* Provided text *
○ ○ ○ ○ ○ ○ ○
Americans Divided on the Future of AI in the Workplace: Will it Be a Savior or a Menace?
When it comes to AI’s specific effects on hiring processes and evaluation efforts, Americans express both support and concern. An overwhelming 71% oppose using AI to make final hiring decisions, while a majority also opposes its use in firing decisions. However, there is a degree of support for AI systems monitoring driving behavior during work-related trips.
The survey conducted by the Pew Research Center reveals a public skeptical of AI’s role in crucial workplace decisions. Additionally, a significant portion of the population opposes AI’s involvement in reviewing job applications and determining promotions. Moreover, large majorities reject the idea of AI systems tracking workers’ movements or monitoring their desk presence.
A few important insights from the report:
- About two-thirds (66%) of Americans say they would not want to apply for a job with an employer that uses AI to help make hiring decisions, while 32% would want to do so.
- Lack of ‘human factor’ is the most common reason for not wanting to apply for a job that uses AI in the hiring process. Among the 66% of adults who would not want to apply, a plurality (44%) mention ways AI-aided systems might ignore the “human side” of evaluating job applicants – or that they would just prefer the human touch. Without humans in the hiring mix, people fear the process would become impersonal and that the lack of person-to-person interaction would be detrimental to both the employer and the prospective employee.
○ ○ ○ ○ ○ ○ ○
* Information *

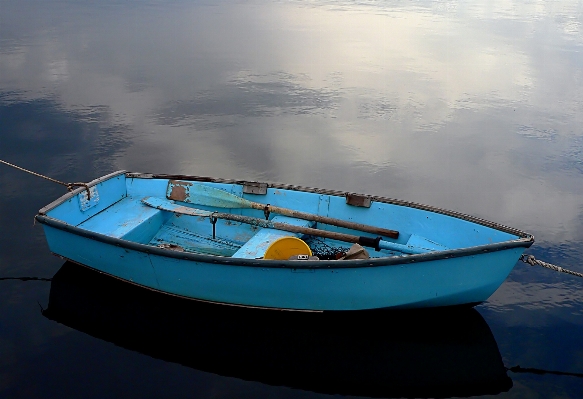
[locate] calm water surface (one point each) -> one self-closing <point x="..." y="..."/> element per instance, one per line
<point x="471" y="106"/>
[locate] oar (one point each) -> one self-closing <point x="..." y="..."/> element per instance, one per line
<point x="376" y="243"/>
<point x="209" y="196"/>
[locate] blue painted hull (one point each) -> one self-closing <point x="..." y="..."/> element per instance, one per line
<point x="117" y="235"/>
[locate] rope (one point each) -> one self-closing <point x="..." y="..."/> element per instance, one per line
○ ○ ○ ○ ○ ○ ○
* Work request 1 *
List each distinct percentage figure that appears in the text on AI in the workplace.
* Work request 2 *
Reproduce the part of the text on AI in the workplace that opens with the words containing "A few important" and closes with "the prospective employee.".

* Exercise answer 1 *
71%, 66%, 32%, 44%

* Exercise answer 2 *
A few important insights from the report:
- About two-thirds (66%) of Americans say they would not want to apply for a job with an employer that uses AI to help make hiring decisions, while 32% would want to do so.
- Lack of ‘human factor’ is the most common reason for not wanting to apply for a job that uses AI in the hiring process. Among the 66% of adults who would not want to apply, a plurality (44%) mention ways AI-aided systems might ignore the “human side” of evaluating job applicants – or that they would just prefer the human touch. Without humans in the hiring mix, people fear the process would become impersonal and that the lack of person-to-person interaction would be detrimental to both the employer and the prospective employee.